▸ **Task statement**: Print all entries precisely as they are written.

▸ **Given information**:
- - -

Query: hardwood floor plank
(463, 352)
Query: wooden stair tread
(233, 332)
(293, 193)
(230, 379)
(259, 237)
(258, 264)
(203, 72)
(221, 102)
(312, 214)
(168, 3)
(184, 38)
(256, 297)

- - -

▸ **Solution for this problem**:
Query: hardwood floor plank
(463, 352)
Query: wooden stair tread
(233, 332)
(293, 193)
(230, 379)
(259, 237)
(258, 264)
(203, 72)
(221, 102)
(312, 214)
(168, 3)
(184, 38)
(256, 297)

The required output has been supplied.